Provided data:
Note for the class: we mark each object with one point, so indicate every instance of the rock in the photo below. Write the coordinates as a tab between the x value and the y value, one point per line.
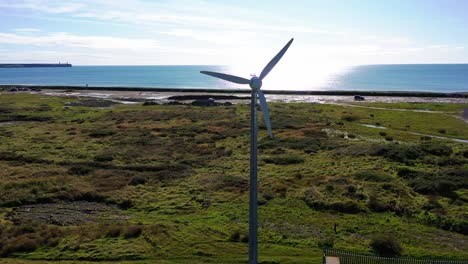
150	103
205	102
174	103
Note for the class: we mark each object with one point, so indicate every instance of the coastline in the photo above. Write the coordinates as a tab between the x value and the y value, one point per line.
244	91
162	96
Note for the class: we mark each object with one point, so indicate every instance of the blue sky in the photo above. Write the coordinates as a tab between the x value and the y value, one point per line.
327	33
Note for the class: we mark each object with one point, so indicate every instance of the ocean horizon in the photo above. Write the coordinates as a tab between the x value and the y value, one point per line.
379	77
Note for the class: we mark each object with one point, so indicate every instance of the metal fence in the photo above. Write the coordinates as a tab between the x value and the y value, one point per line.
333	256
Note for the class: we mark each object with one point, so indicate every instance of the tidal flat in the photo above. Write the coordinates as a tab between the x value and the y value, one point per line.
137	183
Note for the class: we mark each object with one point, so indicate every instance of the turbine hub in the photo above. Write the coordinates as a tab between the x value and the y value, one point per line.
255	83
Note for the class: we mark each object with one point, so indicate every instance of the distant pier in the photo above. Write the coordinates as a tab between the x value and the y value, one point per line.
33	65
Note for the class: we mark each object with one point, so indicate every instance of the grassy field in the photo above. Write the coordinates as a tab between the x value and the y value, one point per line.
169	183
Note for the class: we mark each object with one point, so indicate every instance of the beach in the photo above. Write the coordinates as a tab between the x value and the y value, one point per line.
334	97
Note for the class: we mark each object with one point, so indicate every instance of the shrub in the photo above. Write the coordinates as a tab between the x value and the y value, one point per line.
386	245
375	205
465	153
349	207
350	118
80	170
436	149
103	158
235	237
284	159
19	244
132	232
313	199
232	182
372	176
137	180
113	231
400	153
327	242
101	133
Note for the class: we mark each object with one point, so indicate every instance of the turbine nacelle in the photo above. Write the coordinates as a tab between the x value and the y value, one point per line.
255	83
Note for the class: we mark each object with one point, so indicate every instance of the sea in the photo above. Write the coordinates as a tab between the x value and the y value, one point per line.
390	77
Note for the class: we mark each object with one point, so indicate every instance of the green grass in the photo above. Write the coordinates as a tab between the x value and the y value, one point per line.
181	174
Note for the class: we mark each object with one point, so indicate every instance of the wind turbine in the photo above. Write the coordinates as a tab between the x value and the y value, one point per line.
255	84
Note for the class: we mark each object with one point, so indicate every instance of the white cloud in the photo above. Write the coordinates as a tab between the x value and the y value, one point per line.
50	6
26	30
63	39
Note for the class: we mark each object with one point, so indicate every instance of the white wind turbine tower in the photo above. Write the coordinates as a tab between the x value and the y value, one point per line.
255	84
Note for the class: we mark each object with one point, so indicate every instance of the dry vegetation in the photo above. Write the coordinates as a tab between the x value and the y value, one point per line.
170	183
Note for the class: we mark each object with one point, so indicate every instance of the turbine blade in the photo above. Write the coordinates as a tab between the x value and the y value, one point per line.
227	77
266	115
275	60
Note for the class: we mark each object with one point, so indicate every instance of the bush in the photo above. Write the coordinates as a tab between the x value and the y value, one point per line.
465	153
386	246
235	237
375	205
80	170
284	159
437	149
132	232
400	153
373	176
350	118
103	158
137	180
327	242
101	133
349	207
113	231
19	244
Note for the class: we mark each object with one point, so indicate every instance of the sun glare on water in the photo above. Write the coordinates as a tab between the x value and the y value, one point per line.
295	71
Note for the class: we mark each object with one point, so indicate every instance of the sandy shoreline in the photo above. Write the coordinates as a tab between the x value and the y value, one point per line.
163	97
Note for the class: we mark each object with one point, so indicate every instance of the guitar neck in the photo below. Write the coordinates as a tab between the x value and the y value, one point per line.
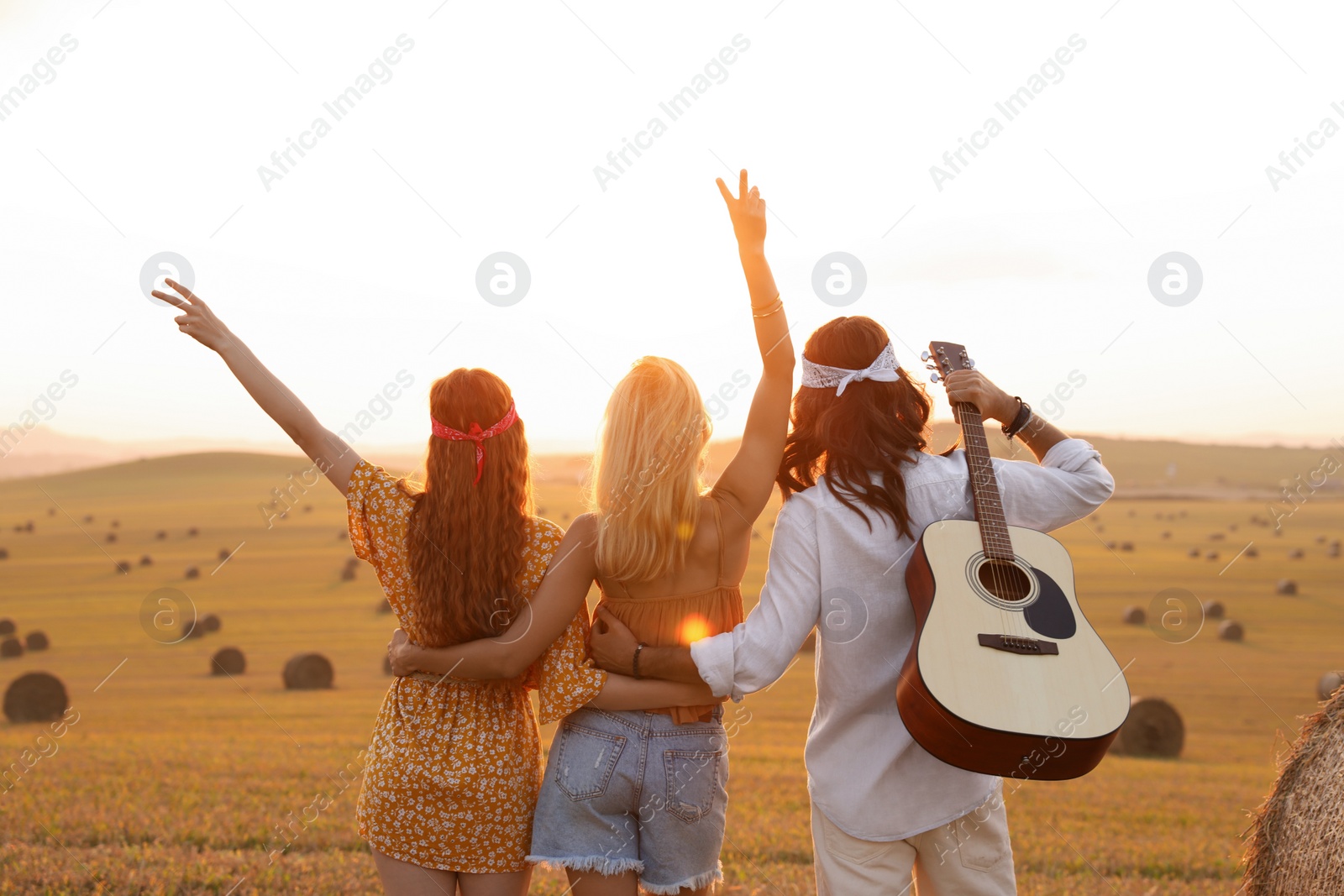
984	486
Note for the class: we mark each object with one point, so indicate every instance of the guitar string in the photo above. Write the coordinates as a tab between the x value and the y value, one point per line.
976	456
992	524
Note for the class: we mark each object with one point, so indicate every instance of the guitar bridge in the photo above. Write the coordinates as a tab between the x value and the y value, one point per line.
1016	644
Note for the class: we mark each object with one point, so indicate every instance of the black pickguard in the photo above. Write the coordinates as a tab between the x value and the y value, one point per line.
1050	614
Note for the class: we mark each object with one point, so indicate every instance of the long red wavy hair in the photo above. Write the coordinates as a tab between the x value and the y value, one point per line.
465	542
859	439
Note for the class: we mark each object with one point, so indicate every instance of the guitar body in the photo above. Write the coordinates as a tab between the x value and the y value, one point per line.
1005	678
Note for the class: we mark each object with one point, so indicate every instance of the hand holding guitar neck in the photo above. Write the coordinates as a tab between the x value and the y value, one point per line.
974	387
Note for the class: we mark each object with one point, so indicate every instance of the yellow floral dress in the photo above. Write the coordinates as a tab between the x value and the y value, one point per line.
454	768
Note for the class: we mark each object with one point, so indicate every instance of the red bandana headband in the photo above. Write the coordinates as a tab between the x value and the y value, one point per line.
476	434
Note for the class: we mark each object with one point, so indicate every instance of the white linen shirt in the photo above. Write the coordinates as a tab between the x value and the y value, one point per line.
828	570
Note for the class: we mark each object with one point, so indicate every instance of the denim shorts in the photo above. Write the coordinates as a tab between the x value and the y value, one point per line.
635	792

Job: Retype all the records shown above, character for character. Omit every picture.

Exercise output:
Note for the class: we mark each object with one point, so indicate every instance of the rock in the photo below. Write the coordinates as a tab between the x value and the y value, one point per line.
150	103
205	102
174	103
Note for the class: we mark each object with one point, so indicate every instance of the coastline in the photo above. Write the coordinates as a tab between the x value and the y value, one point per line.
244	91
162	96
Note for the class: we mark each object with one point, so indicate every instance of the blue sky in the photo above. Write the coordinates as a tab between the x value and the y value, one point per line.
327	33
Note for the class: we mark each object with one point, so indicate every instance of the ocean horizon in the photo above. Write the coordinates as a tab between the x value and the y value, one point per line.
379	77
Note for the class: we mark each object with one point, so indicate every instance of the metal fence in the photo above. Write the coordinates as a tab between the x value and the y value, one point per line.
333	256
Note for the class: we mark each object with one point, so indicate every instance of the tidal flat in the photo above. Write the coordinates as a tab between the x value and the y value, one point per line.
137	183
Note for the class: we mark each object with one point, so indicate every instance of the turbine hub in the photo above. Write the coordinates as a tab between the x value and the y value, one point per line.
255	83
Note for the class: we mark each object with one point, so indicate every instance of the distant pier in the photo above. Write the coordinates as a tab between the x value and the y value, one point per line.
33	65
Note for the class: we mark each object with one point, so indicate every instance of the grassy field in the photo above. Write the coordinates as a tab between the x value and the y value, one point per line.
169	183
Note for the class: we mark each object with one point, so indicate every instance of the beach in the photo above. Write the coordinates as a tab between the x value and the y value, one point per line.
334	97
Note for the class: we mark each object with one point, so indicate every instance of the shrub in the photo above. Write the coordinates as a tab between the x value and the y value, one point per line.
386	245
375	205
465	153
349	207
350	118
80	170
436	149
103	158
235	237
284	159
19	244
132	232
313	199
232	182
372	176
137	180
113	231
400	153
327	242
101	133
Note for the class: we mark each object with one point, so indicate every instance of the turbine nacelle in the photo above. Write the coordinates as a tab between the x value and the y value, one point per line.
255	83
Note for the class: we mark each object with one point, so indicate every instance of the sea in the photo above. Write the coordinates as a tab between the x value and the y value, one point per line.
390	77
Note for the class: we mark each object with one point, so indicate every instance of the green grass in the photo above. Write the coordinates as a tab between the x value and the y value, one point per line.
181	174
Note for the class: we mark each object with one point, so indicate every instance of the wind turbine in the photo above. Write the coordinates as a tab between the x value and the y value, one point per line.
255	84
Note for the class: we mark each object with one point, so indicate every instance of the white cloud in the photo above. Write the coordinates as a tab between the x value and the y value, one point per line.
50	6
26	30
63	39
Note for the class: we mark each object with one point, so indicate every instance of the white wind turbine tower in the photo above. Write the coordinates as a tab between the x value and the y value, one point per line.
255	84
Note for the class: we mark each object with one point, so indicate every instance of the dry vegetation in the photo above. Write the coordinates as a tab between the x value and the y value, one point per line.
170	183
Note for the class: we mark each object with one point, so indicate every instance of the turbine blade in the photo above. Write the coordinates as a tab between the x value and the y value, one point per line.
227	77
266	115
275	60
Note for the class: we mark each object with one point, so indicate every instance of the bush in the photo above. Write the coordinates as a tab between the x value and the y value, one point per line.
465	153
386	246
235	237
375	205
80	170
284	159
437	149
132	232
400	153
373	176
350	118
103	158
137	180
327	242
101	133
349	207
113	231
19	244
Note for the class: we mark each object with one point, so indicate every instance of the sun glare on water in the photo above. Write the coordinates as a tab between the x value and the y value, one point per line.
295	71
Note for the class: we mark each object with one point, so indicate every instance of the sandy shoreline in the photo above. Write the coordinates as a tab between the x value and the y value, one point per line.
163	97
Note for the class: we mark each object with one point, so indicate every instance of the guitar neck in the photo below. Write the coordinates as a tab between the x value and the y value, one point per line.
984	486
Note for the class: we mark each object with one point, so indicate every instance of the guitar string in the photo above. Write the coordinates as a tab between the x value and the y value, one point per line.
976	456
992	524
Note for the class: we mark each object with one point, so indicate every instance of the guitar bridge in the photo above. Write the coordinates as a tab between the x value and the y value, one point per line.
1016	644
Note for the class: we mark each object with one point, so indicate every instance of the black pickguard in the photo above. Write the coordinates as a tab between the x value and the y value, one point per line.
1050	614
Note for the class: we mark each object with one point, so indicate every instance of the long red wavy hair in the photo above. Write the coordinates as a tab between the x value and the y value, one point per line.
465	542
859	439
Note for the class: we mark each object with one point, so indicate every instance of the guitar body in the photo above. Write the coordinates as a tab between the x value and the y value, one point per line.
1005	678
Note for the class: we mark each object with one point, so indicate every instance of the hand holding guitar neck in the photo above. Write the coordinates as a tab between the x value and the y value, one point per line.
974	387
Note for the class: we mark each object with one point, so indicate every instance of the yellow floral dress in the photo above. Write the coordinates as a tab between the x value and the y value, one point per line.
454	768
Note for the class: we mark each object with one point, so indicate every instance of the red bandana headband in the photo above. Write the coordinates as a tab between the x value and the y value, one point per line.
476	434
Note for the class: we mark each object with one point, so indicate every instance of the white linen shirt in the photo above. Write the coordinates as a tab between the x value and the y value, one point per line.
828	570
Note for the class: we mark each object with one point, so indicate every instance of the denim shorts in the photo above. Write the coordinates as a tab between the x value and the y value, one point per line.
635	792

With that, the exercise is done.